» Requirement
Change "instance" to "region" everywhere it appears in the rows below, and repeat the rows with nothing else altered. Leave the pictures out.

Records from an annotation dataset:
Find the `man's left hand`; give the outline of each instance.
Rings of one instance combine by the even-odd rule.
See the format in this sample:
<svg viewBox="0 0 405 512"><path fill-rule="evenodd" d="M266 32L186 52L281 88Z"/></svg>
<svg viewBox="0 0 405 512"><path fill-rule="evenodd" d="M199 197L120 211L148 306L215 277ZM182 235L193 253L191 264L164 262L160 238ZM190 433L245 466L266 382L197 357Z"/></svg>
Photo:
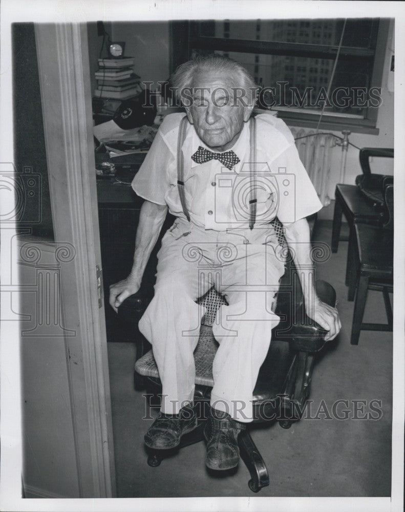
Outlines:
<svg viewBox="0 0 405 512"><path fill-rule="evenodd" d="M317 299L312 307L307 309L307 314L325 330L329 331L325 337L325 341L330 341L337 336L342 324L336 308L332 308Z"/></svg>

» Problem solution
Find the `man's left hand`; give the outline of each region.
Rings of one region combine by the even-odd rule.
See the format in this sample:
<svg viewBox="0 0 405 512"><path fill-rule="evenodd" d="M266 32L186 52L281 88Z"/></svg>
<svg viewBox="0 0 405 512"><path fill-rule="evenodd" d="M199 197L120 211L148 306L215 277ZM182 235L193 253L191 264L164 262L160 238ZM190 433L245 466L266 382L197 357Z"/></svg>
Photo:
Outlines:
<svg viewBox="0 0 405 512"><path fill-rule="evenodd" d="M317 299L312 307L307 309L307 314L325 330L329 331L325 337L325 341L330 341L337 336L342 324L336 308L332 308Z"/></svg>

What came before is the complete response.